● Listed records:
◇ ◇ ◇

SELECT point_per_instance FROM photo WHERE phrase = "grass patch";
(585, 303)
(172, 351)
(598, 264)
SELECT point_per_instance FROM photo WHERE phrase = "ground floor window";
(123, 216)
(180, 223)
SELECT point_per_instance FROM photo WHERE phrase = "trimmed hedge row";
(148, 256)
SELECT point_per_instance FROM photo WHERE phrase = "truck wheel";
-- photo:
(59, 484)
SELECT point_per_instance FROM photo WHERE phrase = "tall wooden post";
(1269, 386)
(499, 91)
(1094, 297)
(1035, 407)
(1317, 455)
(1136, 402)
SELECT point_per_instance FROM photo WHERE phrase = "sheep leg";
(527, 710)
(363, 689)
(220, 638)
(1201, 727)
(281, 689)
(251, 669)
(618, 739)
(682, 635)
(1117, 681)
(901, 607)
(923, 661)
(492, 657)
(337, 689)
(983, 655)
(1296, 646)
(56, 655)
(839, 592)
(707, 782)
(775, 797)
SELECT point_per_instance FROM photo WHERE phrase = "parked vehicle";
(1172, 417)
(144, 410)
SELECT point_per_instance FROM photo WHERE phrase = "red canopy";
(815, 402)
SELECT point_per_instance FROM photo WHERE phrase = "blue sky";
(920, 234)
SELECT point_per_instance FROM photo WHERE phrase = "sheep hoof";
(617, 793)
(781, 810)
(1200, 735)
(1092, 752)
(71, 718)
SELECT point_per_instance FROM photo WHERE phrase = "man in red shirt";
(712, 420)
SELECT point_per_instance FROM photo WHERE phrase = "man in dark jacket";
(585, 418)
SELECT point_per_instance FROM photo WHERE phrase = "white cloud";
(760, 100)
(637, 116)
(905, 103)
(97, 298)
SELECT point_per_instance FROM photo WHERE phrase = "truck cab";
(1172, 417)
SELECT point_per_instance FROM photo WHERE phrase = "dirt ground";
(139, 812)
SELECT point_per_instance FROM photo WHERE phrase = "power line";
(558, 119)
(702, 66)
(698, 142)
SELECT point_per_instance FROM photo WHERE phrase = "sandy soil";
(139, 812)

◇ ◇ ◇

● Required task: Set down the listing in full, keeping every word exactly as it is.

● Exercise solution:
SELECT point_per_instance FROM photo WHERE phrase = "grass patch";
(585, 303)
(172, 351)
(598, 264)
SELECT point_per_instance FROM photo WHERE phrase = "ground floor window";
(123, 216)
(180, 223)
SELECT point_per_instance FROM photo WHERE phrase = "trimmed hedge row";
(148, 256)
SELECT point_per_instance FROM photo WHERE phrase = "truck wheel";
-- photo:
(59, 484)
SELECT point_per_instance FROM photo WHERE phrase = "tall wooden post";
(1269, 386)
(499, 91)
(1094, 297)
(1035, 407)
(1317, 455)
(1136, 402)
SELECT point_per_instance FROM photo WHERE phrase = "sheep leg";
(527, 710)
(363, 689)
(220, 638)
(1201, 727)
(281, 689)
(251, 669)
(618, 739)
(682, 635)
(1117, 681)
(901, 607)
(923, 661)
(492, 657)
(337, 689)
(983, 655)
(1296, 646)
(56, 655)
(839, 592)
(707, 782)
(775, 797)
SELECT point_per_instance FROM photo WHERE phrase = "parked vehicle";
(1172, 417)
(144, 410)
SELECT point_per_instance FROM photo WHERE phrase = "red canopy";
(815, 402)
SELECT point_per_instance FROM photo WHERE phrase = "blue sky";
(920, 234)
SELECT point_per_instance FROM photo WHERE phrase = "sheep hoof";
(617, 793)
(781, 810)
(1200, 735)
(1092, 752)
(71, 718)
SELECT point_per_instance FROM photo WHERE phrase = "man in red shirt";
(712, 420)
SELECT point_per_instance FROM photo WHERE phrase = "man in dark jacket";
(585, 418)
SELECT point_per_instance FROM photo WHERE phrase = "white cloud";
(760, 100)
(637, 116)
(905, 103)
(97, 298)
SELECT point_per_instance FROM photo WHERE phrase = "truck cab";
(1172, 417)
SELECT point_per_instance FROM photo WHERE phrase = "dirt ground";
(139, 812)
SELECT point_per_instance FROM photo WHERE phrase = "power line";
(558, 119)
(702, 66)
(698, 142)
SELECT point_per_instance FROM photo WHERE phrase = "sandy soil";
(139, 812)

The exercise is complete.